**Task to carry out:** Would you please return the lines of the material that contain the word "below"?

**Source data:**
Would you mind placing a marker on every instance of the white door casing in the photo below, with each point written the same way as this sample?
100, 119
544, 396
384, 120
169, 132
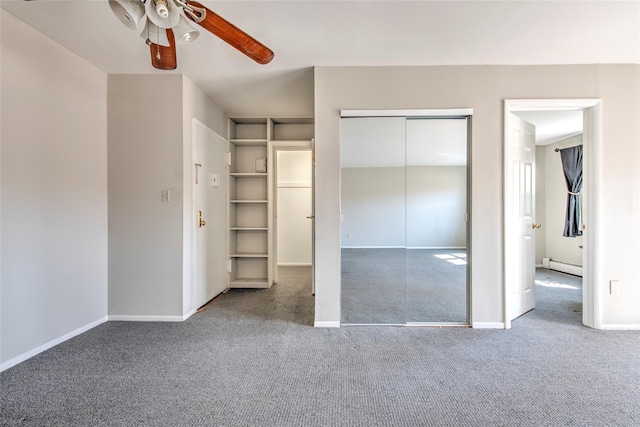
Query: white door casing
210, 199
519, 216
592, 197
273, 147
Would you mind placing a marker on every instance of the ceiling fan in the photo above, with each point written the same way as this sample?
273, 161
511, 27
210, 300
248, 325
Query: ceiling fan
168, 22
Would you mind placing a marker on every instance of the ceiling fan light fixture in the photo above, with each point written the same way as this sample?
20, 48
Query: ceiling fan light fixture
129, 12
184, 31
154, 34
155, 10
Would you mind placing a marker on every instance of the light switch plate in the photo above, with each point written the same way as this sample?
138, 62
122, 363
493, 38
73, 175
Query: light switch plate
214, 179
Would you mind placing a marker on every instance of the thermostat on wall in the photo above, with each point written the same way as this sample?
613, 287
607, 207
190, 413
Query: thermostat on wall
261, 164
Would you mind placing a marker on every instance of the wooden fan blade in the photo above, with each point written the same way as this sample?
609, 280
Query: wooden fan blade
231, 34
164, 57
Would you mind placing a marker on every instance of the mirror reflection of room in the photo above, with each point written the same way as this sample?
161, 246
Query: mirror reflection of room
404, 220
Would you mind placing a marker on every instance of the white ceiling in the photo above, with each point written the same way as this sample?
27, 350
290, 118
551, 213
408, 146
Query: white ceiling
304, 34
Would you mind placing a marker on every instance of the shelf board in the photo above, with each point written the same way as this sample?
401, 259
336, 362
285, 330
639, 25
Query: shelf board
248, 228
249, 283
249, 255
248, 141
249, 174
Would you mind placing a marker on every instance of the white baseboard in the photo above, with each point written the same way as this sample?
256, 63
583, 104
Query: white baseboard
147, 318
487, 325
621, 327
324, 324
29, 354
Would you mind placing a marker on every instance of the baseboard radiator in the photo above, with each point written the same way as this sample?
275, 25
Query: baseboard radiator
576, 270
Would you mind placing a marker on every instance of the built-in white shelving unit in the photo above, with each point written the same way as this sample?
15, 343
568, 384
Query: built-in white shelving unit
250, 209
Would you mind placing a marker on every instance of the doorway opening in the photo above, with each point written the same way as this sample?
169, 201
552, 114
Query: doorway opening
292, 215
523, 216
558, 258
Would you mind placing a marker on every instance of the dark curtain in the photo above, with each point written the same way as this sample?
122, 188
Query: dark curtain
572, 167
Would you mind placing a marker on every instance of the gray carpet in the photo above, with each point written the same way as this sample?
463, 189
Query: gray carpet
394, 286
252, 359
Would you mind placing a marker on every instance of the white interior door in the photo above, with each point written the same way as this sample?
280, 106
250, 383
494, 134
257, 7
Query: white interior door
294, 207
211, 214
519, 216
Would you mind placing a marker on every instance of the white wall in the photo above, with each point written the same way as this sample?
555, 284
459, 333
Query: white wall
145, 157
373, 207
484, 88
557, 247
416, 207
150, 149
436, 206
294, 205
54, 193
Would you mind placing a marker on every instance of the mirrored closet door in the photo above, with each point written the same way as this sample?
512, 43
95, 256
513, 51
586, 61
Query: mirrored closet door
404, 220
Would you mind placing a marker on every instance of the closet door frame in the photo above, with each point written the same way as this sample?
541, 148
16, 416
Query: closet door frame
460, 113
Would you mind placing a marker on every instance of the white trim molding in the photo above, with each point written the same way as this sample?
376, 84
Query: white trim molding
454, 112
326, 324
592, 199
148, 318
621, 326
487, 325
29, 354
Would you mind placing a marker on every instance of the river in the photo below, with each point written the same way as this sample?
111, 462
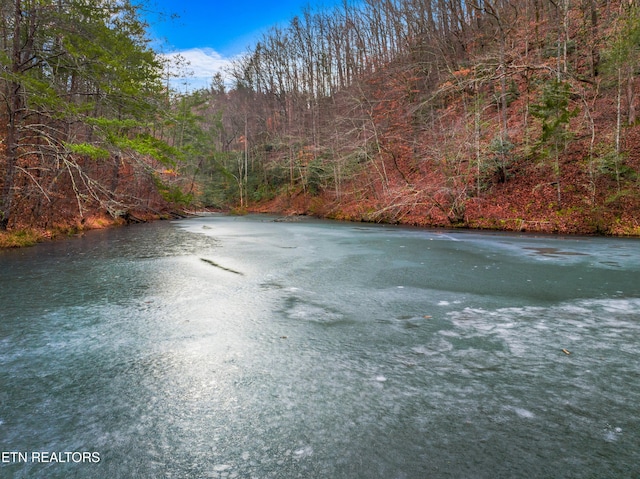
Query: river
248, 347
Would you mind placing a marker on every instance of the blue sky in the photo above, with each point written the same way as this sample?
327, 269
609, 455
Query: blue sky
209, 34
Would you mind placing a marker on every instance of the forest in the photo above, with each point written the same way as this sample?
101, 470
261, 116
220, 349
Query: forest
513, 115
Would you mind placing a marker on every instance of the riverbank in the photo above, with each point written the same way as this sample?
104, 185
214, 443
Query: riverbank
492, 213
24, 236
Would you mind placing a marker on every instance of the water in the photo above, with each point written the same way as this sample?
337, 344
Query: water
223, 347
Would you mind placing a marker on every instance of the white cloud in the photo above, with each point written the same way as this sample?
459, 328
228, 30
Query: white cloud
194, 68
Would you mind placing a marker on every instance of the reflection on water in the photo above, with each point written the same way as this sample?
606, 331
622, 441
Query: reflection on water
340, 351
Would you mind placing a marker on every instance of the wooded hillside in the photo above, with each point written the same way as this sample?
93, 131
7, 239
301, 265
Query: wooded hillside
82, 114
513, 114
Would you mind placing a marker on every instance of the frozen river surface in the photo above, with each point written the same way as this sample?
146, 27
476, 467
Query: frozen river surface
243, 347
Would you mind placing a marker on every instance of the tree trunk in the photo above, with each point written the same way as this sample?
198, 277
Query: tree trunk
14, 100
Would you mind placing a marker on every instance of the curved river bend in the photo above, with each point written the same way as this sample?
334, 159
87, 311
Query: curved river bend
243, 347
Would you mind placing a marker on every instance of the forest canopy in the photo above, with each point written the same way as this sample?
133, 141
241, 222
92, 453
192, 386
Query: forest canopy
513, 114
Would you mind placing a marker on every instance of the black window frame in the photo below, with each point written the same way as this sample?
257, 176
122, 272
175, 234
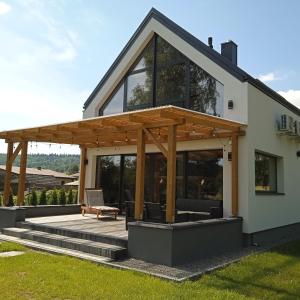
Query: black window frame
155, 67
275, 191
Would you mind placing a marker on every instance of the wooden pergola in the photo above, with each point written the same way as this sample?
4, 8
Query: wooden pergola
161, 126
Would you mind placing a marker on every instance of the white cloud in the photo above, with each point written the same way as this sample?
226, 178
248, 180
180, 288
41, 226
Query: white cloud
291, 95
4, 8
271, 76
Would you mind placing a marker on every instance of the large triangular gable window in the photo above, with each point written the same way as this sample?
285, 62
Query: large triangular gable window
162, 75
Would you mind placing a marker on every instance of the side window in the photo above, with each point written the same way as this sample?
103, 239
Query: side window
265, 173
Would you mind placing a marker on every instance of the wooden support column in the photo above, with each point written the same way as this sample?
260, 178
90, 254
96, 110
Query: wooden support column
22, 175
171, 175
7, 182
83, 162
234, 175
140, 175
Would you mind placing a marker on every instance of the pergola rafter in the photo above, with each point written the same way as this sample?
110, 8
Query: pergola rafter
161, 126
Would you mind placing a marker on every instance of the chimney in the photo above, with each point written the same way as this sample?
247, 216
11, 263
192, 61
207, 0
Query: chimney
210, 45
229, 50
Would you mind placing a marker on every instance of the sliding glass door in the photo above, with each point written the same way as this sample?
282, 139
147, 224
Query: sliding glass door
199, 175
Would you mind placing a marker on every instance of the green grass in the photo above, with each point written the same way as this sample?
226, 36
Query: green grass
34, 275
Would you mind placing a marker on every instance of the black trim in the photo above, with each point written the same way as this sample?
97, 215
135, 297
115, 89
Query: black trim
215, 56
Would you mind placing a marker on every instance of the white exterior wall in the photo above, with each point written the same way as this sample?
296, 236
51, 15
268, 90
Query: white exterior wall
233, 90
269, 211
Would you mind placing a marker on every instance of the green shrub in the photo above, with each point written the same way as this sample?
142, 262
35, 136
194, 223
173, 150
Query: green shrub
43, 198
54, 197
62, 197
11, 200
33, 198
70, 197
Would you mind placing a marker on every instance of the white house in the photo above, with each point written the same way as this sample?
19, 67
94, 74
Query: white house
164, 64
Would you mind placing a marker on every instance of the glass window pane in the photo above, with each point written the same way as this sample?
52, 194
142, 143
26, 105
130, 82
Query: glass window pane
205, 175
108, 177
171, 85
115, 105
206, 93
166, 53
146, 59
129, 175
265, 173
139, 87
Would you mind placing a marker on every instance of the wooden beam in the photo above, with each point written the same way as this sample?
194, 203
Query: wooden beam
140, 176
171, 175
7, 182
83, 161
22, 174
234, 175
157, 143
16, 152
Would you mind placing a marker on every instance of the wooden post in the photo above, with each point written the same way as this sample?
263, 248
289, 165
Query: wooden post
10, 150
22, 175
234, 175
171, 175
140, 175
83, 162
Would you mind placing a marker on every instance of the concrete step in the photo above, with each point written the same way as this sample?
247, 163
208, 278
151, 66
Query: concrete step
102, 238
83, 245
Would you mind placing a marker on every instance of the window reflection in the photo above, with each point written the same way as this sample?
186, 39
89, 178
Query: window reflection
116, 103
139, 87
206, 92
171, 85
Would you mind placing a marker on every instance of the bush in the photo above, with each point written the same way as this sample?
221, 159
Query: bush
11, 200
43, 198
62, 197
33, 198
76, 197
54, 197
70, 197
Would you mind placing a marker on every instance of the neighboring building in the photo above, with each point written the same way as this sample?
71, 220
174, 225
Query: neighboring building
163, 64
36, 177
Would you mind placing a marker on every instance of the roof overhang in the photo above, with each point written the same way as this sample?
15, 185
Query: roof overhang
122, 129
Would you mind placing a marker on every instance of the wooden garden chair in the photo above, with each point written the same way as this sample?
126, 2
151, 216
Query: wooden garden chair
95, 204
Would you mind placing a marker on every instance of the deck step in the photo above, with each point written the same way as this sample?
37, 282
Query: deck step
102, 238
83, 245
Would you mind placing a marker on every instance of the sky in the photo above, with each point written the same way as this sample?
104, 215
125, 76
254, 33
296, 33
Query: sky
54, 52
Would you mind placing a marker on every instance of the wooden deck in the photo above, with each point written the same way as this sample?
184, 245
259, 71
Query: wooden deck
88, 223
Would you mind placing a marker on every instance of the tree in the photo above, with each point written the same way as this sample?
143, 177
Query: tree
54, 197
70, 197
43, 198
62, 197
33, 198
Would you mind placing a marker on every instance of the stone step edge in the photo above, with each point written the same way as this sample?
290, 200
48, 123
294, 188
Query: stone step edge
109, 239
54, 249
36, 233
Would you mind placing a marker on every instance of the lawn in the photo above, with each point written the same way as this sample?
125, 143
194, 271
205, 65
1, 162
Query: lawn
35, 275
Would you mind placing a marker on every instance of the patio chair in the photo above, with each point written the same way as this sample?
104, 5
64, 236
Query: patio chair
95, 204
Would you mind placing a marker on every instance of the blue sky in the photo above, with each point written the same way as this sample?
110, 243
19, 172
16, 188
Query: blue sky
53, 53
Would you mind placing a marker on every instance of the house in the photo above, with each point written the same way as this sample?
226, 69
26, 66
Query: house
36, 177
175, 123
193, 75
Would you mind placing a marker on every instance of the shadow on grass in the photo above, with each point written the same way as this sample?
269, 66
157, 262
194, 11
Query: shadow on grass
273, 274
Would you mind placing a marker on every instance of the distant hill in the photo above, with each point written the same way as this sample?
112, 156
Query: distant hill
65, 163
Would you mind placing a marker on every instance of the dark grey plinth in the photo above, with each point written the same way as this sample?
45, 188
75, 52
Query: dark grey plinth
51, 210
173, 244
10, 215
274, 235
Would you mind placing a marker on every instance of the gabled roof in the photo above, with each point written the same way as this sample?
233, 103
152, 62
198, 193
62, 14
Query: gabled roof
212, 54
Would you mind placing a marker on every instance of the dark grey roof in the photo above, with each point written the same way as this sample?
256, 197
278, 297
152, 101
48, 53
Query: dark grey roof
212, 54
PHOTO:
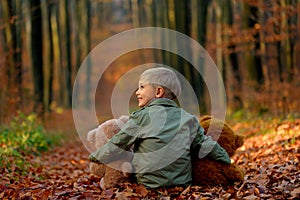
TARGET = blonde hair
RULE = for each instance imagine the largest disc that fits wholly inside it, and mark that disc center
(163, 77)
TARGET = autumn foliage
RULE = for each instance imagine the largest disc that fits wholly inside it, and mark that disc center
(269, 157)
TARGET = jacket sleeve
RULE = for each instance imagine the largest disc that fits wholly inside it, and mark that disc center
(117, 147)
(204, 146)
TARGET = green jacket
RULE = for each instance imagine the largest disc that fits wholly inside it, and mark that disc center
(163, 136)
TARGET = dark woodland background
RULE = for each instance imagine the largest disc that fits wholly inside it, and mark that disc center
(254, 43)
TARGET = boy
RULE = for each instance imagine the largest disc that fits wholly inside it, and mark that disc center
(164, 135)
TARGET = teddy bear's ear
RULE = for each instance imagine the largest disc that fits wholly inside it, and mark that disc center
(205, 118)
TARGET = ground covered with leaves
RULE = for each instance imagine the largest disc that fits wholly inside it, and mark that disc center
(270, 158)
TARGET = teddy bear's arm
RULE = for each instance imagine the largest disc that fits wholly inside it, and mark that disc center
(205, 146)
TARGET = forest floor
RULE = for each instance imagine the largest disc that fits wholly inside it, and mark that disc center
(270, 158)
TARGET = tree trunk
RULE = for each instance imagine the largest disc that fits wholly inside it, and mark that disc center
(37, 55)
(47, 55)
(65, 71)
(297, 42)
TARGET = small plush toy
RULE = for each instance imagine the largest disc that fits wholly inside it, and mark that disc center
(211, 172)
(111, 173)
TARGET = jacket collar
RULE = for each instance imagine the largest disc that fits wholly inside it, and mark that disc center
(162, 102)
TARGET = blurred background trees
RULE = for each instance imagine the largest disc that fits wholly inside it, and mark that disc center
(255, 44)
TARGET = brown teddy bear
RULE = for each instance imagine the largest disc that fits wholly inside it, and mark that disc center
(115, 172)
(211, 172)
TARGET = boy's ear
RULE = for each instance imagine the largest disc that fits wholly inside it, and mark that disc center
(160, 91)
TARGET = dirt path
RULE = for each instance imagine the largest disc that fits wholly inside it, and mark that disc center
(271, 163)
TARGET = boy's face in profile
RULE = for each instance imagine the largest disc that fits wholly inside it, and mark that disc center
(145, 93)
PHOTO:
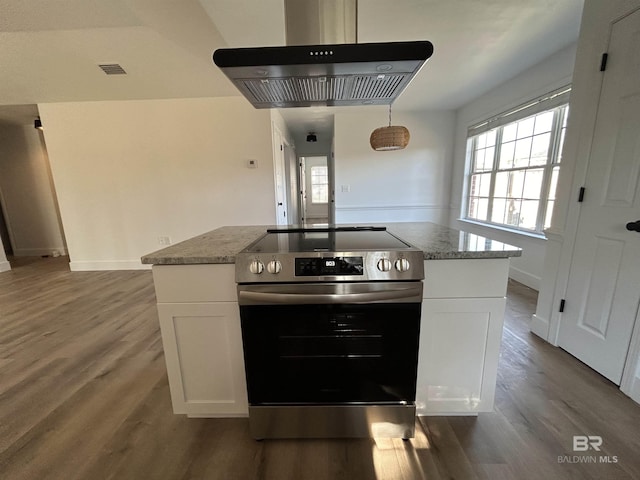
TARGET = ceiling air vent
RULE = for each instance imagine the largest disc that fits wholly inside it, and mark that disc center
(112, 69)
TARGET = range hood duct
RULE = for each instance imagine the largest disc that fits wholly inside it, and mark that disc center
(317, 67)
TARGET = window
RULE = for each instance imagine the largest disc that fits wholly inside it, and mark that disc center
(514, 168)
(319, 184)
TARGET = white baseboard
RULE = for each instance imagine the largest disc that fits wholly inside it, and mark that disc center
(96, 265)
(539, 326)
(38, 252)
(531, 281)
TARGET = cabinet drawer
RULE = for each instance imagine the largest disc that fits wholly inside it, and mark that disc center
(466, 278)
(195, 283)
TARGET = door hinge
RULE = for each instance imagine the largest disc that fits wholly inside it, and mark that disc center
(603, 62)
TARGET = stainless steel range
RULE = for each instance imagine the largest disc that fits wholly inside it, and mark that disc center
(330, 326)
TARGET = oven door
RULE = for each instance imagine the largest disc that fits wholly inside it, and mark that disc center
(331, 343)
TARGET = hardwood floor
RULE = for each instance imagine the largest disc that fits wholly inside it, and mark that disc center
(84, 395)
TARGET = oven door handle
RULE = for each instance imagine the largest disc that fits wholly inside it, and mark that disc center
(404, 294)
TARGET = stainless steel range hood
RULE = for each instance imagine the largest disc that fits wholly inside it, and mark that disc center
(334, 74)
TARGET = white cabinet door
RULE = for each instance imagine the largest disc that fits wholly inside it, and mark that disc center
(458, 356)
(203, 351)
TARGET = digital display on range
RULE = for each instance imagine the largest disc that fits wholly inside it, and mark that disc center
(316, 267)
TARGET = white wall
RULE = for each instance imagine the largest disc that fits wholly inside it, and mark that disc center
(397, 186)
(127, 172)
(544, 77)
(27, 192)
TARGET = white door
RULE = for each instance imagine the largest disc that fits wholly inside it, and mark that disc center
(603, 292)
(317, 184)
(303, 190)
(280, 178)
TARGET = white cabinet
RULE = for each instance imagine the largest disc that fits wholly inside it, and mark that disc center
(461, 329)
(202, 340)
(460, 335)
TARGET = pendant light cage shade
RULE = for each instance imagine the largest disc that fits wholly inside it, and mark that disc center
(393, 137)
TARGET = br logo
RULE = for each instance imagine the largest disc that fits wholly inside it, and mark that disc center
(583, 443)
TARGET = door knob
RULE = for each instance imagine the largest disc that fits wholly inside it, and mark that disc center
(634, 226)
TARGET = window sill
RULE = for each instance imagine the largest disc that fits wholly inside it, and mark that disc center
(539, 236)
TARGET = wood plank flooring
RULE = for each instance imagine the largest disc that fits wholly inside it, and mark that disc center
(84, 395)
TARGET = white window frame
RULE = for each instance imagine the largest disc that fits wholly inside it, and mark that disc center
(556, 100)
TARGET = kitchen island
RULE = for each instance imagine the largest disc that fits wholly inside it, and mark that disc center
(460, 333)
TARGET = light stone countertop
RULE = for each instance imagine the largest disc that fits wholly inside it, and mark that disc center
(436, 241)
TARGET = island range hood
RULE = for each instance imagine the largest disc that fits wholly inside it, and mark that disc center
(308, 74)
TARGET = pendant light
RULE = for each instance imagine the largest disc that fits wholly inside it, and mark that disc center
(393, 137)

**Expected answer:**
Would you mind placing a marker on every instance of the white door casing in the photo below, with each point written the same way as this sample?
Would you mind placing a marker on every instance of the river in the photo below, with each point written the same way as this sample?
Would you mind placing a marker on every instance of the black window frame in the photo below, with each point written the same way as this sample?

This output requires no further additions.